(Beginning of INPUT)
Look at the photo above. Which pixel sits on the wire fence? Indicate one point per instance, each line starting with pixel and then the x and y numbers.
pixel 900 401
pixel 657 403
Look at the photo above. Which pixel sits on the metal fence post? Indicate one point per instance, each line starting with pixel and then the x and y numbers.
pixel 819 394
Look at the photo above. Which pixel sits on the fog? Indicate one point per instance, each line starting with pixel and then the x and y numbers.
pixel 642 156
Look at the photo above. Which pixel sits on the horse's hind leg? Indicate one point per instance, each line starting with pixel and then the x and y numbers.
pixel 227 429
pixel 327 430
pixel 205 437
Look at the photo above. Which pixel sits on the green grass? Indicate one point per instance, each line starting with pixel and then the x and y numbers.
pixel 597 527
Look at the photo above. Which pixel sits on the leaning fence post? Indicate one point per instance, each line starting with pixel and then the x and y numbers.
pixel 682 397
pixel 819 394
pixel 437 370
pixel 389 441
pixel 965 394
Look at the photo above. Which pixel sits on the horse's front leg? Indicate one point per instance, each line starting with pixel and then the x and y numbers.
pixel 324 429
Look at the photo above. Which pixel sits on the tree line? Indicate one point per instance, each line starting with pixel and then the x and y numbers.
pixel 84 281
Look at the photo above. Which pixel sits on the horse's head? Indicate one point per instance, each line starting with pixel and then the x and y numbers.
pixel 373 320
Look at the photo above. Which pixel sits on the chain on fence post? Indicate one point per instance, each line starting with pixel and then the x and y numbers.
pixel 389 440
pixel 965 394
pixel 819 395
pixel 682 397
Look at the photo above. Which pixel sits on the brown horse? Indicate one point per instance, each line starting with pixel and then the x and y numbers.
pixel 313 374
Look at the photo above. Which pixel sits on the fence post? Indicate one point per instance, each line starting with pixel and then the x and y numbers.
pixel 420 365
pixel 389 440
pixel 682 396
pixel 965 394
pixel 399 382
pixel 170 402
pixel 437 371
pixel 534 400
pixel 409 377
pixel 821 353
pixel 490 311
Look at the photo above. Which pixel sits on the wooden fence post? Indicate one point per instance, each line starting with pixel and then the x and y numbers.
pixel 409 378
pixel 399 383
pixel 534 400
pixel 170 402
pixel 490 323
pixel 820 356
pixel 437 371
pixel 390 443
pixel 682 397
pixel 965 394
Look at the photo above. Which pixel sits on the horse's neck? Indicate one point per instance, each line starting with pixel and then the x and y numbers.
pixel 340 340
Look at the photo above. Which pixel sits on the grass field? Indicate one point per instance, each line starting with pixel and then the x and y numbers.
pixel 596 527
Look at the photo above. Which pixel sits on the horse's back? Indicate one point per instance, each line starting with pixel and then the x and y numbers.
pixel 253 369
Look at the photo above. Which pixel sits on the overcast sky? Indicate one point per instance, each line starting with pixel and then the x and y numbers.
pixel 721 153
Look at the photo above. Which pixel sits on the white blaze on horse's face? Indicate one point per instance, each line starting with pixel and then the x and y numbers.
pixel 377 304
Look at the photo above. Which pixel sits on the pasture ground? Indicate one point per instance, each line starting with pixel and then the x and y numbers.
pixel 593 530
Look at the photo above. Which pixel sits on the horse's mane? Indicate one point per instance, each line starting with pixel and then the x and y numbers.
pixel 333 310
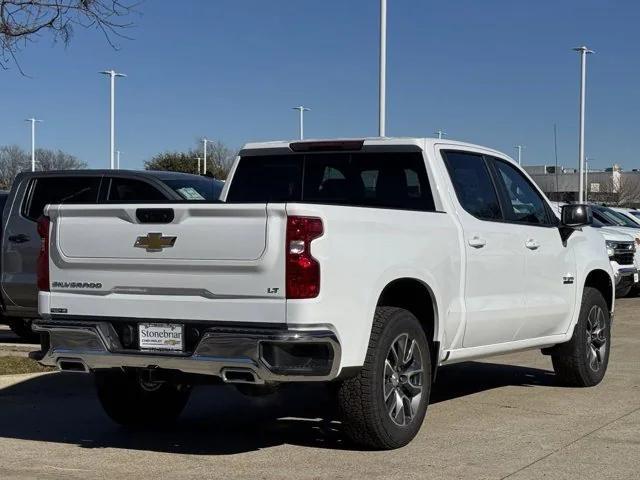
(End of INPUT)
* **WHAT IS REQUIRED**
Reproduce precisely the lines of the entries above, from the one containing "the horse's back?" through the final one, both ends included, and omit the pictures.

* **RESULT FOR THIS TASK**
Look at the photo above. Which pixel sits on the horse's back? Indicate one point per instance, each line starting with pixel and then the x and y numbers.
pixel 253 369
Look at the photo above. Which pixel sits on the overcast sky? Indicate one point per instance, each line starting with pixel and then the x and y numbers.
pixel 721 153
Look at the photo above. Which pixel sits on the white blaze on horse's face? Indicate one point per instance, each line starting with pixel and then the x and y numbers.
pixel 377 304
Look at the photo above. Which pixel sits on the pasture ground? Indicate one point per instance, each line starting with pixel and then the x and y numbers.
pixel 593 530
Look at the photo above. Which pixel sits on the horse's mane? Indicate one point per instance, each line starting with pixel and then the x and y numbers.
pixel 333 310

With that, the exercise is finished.